• **Artículo**:
########################################

Opinión Nacional

Agolpamiento de problemas

El gobierno es un gran fabricante de problemas. Ha corrido la arruga en relación a aquellos que lucían y lucen como los más urgentes e importantes, provocando otras sorpresas para avivar la llama del conflicto donde no lo hay o, al menos, sin la intensidad después adquirida.

De pronto son demasiados, tantos que resultan indigeribles para la opinión pública por la diversidad y peligrosidad del calibre. Surge Granda, como una vez Ballestas, punzando un choque con los poderes formales de Bogotá, sin que se diga de la prolongada estadía en Venezuela del sufragante puntual del revocatorio y de las regionales, y ni siquiera de una mínima relación de llamadas telefónicas realizadas acá por el “canciller”, como diligentemente emerge del caso del fiscal que no parece tan heroico según el canón oficial. En el hato “El Charcote”, la Guardia Nacional protegió al gobernador cojedeño ante la disconformidad de los campesinos, traicionados –por cierto- luego de ser utilizados, con olvido de la titularidad de las tierras, tanto como a los buhoneros urbanos suelen darle la espalda después de su seguro empleo como fuerza de choque. Ahora es que la Gaceta Oficial publica y autoriza la elevación del pasaje de transportación pública, cuando ha sido efectivamente cobrado desde hace más de un mes. Observamos que un poder dependiente como la Asamblea Nacional, dispondrá de una televisora, punta del iceberg de una multiplicación de emisoras del Estado que está exclusivamente bajo la égida dizque bolivariana, como si no bastaran los espacios concedidos por la Ley de Responsabilidad Social en Radio y Televisión. Las leyes sociales esperan largamente por los parlamentarios, pero hay prisa por aprobar la de Seguridad Social de la Fuerza Armada Nacional. El mensaje presidencial soltó la perla sobre la alternancia en el poder, como si no fuese una conquista histórica a la que el mandatario está dispuesto a desconocer.

La ventaja táctica reside –precisamente- en engordar la agenda pública con toda suerte de vicisitudes. Hay quienes advierten la necesidad de plantear –aisladamente- cada uno de los asuntos económicos y sociales, con independencia del drama político que los ata y muy fuertemente. Empero, es importante insistir en la crisis política que los explica, los agudiza y profundiza.

INFLACIÓN MINISTERIAL

Revienta el presupuesto público con la continua creación de ministerios. Experimentamos una inflación burocrática que, lejos de resolver los problemas, añade nuevos elementos y, a la vez, sirve para dar cupo a aquellos seguidores que conforman el partido real del poder, fundado en el erario público, frente a los que nominalmente lo sustentan en la calle que les queda, sin que descartemos el flujo de recursos que amaina desavenencias, alivia temores y estimula una larga espera para recibir las atenciones de palacio.

########################################

• **Información proporcionada**:
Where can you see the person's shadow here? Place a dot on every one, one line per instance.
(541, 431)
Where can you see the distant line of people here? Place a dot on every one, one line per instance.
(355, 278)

########################################

• **Objetivo planteado**:
Según el artículo sobre el agolpamiento de problemas, ¿quién protegió al gobernador cojedeño en el hato "El Charcote"? Las líneas son material independiente y no guardan relación con el artículo.

• **Resultado obtenido**:
La Guardia Nacional.